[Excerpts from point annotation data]
────────────────────────────────────────

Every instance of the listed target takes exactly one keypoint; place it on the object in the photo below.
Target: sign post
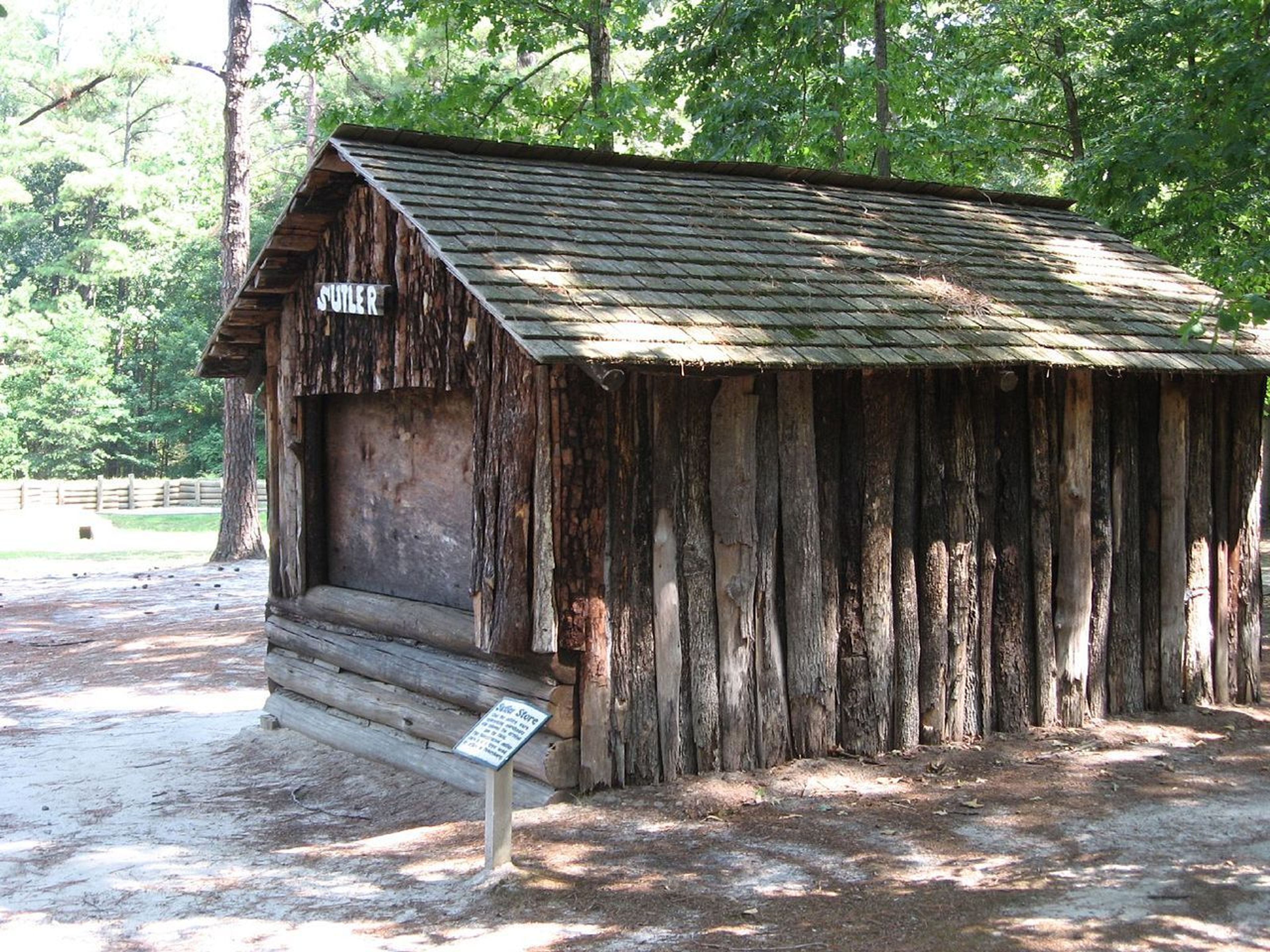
(492, 743)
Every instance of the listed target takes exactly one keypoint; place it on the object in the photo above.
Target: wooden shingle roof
(637, 261)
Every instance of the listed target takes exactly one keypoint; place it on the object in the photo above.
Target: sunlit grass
(158, 537)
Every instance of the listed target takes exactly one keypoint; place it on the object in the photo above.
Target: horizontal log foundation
(362, 738)
(437, 626)
(554, 761)
(463, 682)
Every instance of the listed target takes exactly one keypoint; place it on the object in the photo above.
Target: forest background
(1152, 115)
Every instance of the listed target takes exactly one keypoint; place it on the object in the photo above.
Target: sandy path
(143, 809)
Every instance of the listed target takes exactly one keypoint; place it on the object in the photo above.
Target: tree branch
(278, 11)
(521, 80)
(1033, 122)
(1049, 153)
(69, 97)
(202, 66)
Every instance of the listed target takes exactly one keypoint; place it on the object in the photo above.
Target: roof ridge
(501, 149)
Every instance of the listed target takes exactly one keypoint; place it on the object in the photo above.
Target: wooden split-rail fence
(126, 493)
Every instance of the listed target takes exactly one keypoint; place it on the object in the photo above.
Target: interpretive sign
(505, 729)
(354, 299)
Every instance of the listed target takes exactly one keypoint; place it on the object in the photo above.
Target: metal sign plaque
(354, 299)
(505, 729)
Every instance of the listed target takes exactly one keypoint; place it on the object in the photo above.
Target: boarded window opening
(399, 494)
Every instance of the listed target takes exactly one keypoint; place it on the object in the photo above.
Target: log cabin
(731, 464)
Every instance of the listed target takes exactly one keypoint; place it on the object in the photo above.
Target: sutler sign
(354, 299)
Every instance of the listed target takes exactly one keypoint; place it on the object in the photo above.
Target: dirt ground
(144, 808)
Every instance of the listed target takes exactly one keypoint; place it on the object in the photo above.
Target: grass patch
(142, 554)
(168, 522)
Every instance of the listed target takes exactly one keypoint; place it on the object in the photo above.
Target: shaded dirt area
(144, 808)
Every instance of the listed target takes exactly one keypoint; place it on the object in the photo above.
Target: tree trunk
(240, 524)
(599, 49)
(1074, 593)
(882, 88)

────────────────────────────────────────

THE REQUEST — Omit every picture, then reproduce the rest of the listing exactly.

REPLY TO THE EXERCISE —
Every instance of the listed target takes exactly one keypoint; place it on the object in the photo below.
Target: sign post
(492, 743)
Every instance of the listed target takes exactly one keypoint; place it on the object in the photo above.
Target: wooden shingle roof
(637, 261)
Every instance of the listed target takes exactly one keypoint; place it on the object in the photo above.
Target: sunlit grass
(158, 537)
Every instance of the listed target takes exactly one keypoint; place it on the object in the photo above.
Target: horizontal log foundation
(362, 738)
(437, 626)
(554, 761)
(463, 682)
Every instance of the listed target takes exactly one keypoint; place it on the object in the photo above.
Target: forest background
(1152, 115)
Every instance of the listed target takes exactly one keypoint; place it on the object in the photo above.
Target: sandy path
(143, 809)
Every instance of the listed target takes exactly one keypoint; place it on the object in the photo above.
Target: tree branch
(278, 11)
(521, 80)
(1033, 122)
(1049, 153)
(69, 97)
(202, 66)
Every instance of the listed target takes exactly one keypoint; place it on the object in the photo above.
Target: roof ridge
(501, 149)
Every instance of the listed target takes exactly one keypoint; place it on the object in the photo above.
Target: wooden split-rail fence
(126, 493)
Every instance of the listed target takes exactly one keypoint; place it on the object in the photo above.
Target: interpretive sign
(505, 729)
(354, 299)
Every instance of the listed target takes exactly one keypoint; place it on the object in the photo above.
Target: metal sign plaque
(354, 299)
(505, 729)
Every instance of the listed target takes exactly one keypoint; place it on the object in the photo above.
Target: boarded window opening
(399, 494)
Every instance of the listed target takes exactly one keypoint; place it on the object in the photo above.
Target: log cabin
(731, 464)
Every instance of the listed target takes exactly one keypoint; place it on the object in the photo above.
Target: sutler sign
(354, 299)
Every instance of the listed target takes exactly one keypoint; place it on the object in the photo above.
Target: dirt ground
(144, 808)
Every instance of the listed target takes exactly one keypoint; place it on the object in the photo above.
Target: grass patch
(142, 554)
(168, 522)
Every instance of the listed target takes exactly one keypoint; place it on the object in the photo above.
Target: shaded dirt area
(144, 808)
Every instance of the listed target takes exactly one keypoint; place it on the object in the photo above.
Target: tree trunk
(240, 524)
(599, 49)
(1074, 593)
(882, 88)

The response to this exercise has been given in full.